TASK = Quote word for word the stretch of the listing from its beginning through the line containing "negative clicks: (99, 515)", and leave the pictures out.

RECORDS FOR PROCESSING =
***
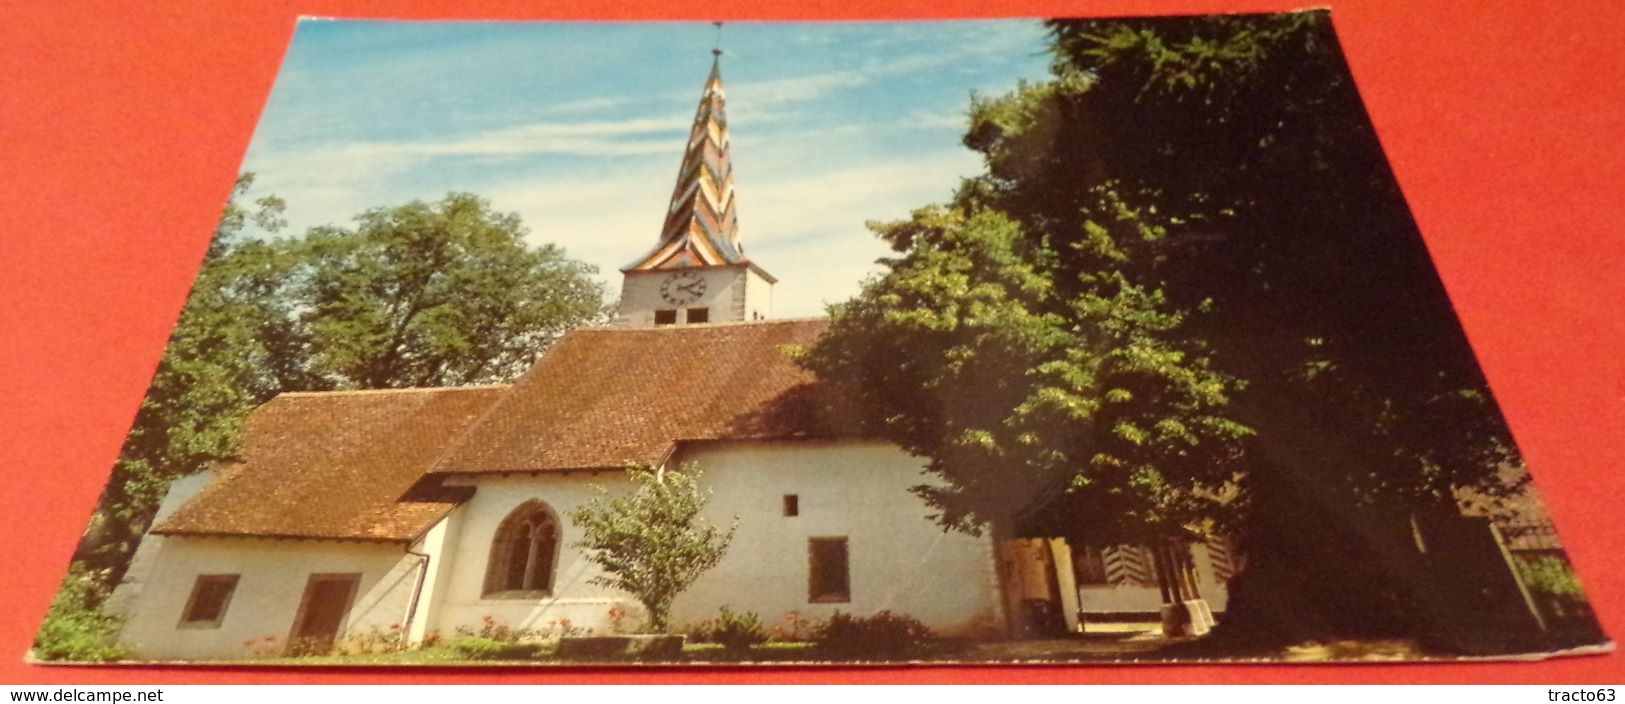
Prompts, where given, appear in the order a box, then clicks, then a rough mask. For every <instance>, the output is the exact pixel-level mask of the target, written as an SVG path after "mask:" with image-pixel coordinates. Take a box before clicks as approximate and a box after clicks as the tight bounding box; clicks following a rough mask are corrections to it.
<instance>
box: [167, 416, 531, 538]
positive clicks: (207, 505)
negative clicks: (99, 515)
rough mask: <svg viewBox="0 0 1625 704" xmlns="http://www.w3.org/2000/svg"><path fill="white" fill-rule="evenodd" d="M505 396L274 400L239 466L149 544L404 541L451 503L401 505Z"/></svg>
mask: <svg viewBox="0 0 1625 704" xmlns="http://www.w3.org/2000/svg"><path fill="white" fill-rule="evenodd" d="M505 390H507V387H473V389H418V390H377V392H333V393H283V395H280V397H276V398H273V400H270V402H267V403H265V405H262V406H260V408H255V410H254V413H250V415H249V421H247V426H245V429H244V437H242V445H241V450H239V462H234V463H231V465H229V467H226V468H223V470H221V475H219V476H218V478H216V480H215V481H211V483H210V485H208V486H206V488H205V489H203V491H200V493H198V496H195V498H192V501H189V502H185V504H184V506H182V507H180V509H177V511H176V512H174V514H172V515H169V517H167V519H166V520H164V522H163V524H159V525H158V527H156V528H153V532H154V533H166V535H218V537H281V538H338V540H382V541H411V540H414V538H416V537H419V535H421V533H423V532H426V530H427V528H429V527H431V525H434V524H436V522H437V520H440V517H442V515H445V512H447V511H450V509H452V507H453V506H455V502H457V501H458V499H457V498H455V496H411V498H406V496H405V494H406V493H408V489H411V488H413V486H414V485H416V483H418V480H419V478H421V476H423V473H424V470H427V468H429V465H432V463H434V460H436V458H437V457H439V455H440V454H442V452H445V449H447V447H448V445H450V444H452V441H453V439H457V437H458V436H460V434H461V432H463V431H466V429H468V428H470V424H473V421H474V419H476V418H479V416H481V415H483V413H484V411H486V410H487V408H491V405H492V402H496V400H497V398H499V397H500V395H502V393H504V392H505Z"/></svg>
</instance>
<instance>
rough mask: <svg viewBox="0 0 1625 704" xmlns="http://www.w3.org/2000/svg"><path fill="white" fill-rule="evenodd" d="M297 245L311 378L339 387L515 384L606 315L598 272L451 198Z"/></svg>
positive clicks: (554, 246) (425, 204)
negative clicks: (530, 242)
***
SOLUTION FOR THIS PROBLEM =
Prompts, where given, appear in the order a box, then clicks, then a rough mask. For every <instance>, the output is the exact pixel-level mask of the target, written as an SVG path after "mask:" with image-pixel coordinates. Take a box before clicks as approximate and a box after clicks as the tight bounding box; clicks following a rough mask are corrections to it.
<instance>
box: [167, 416, 531, 538]
positive clicks: (207, 505)
negative clicks: (99, 515)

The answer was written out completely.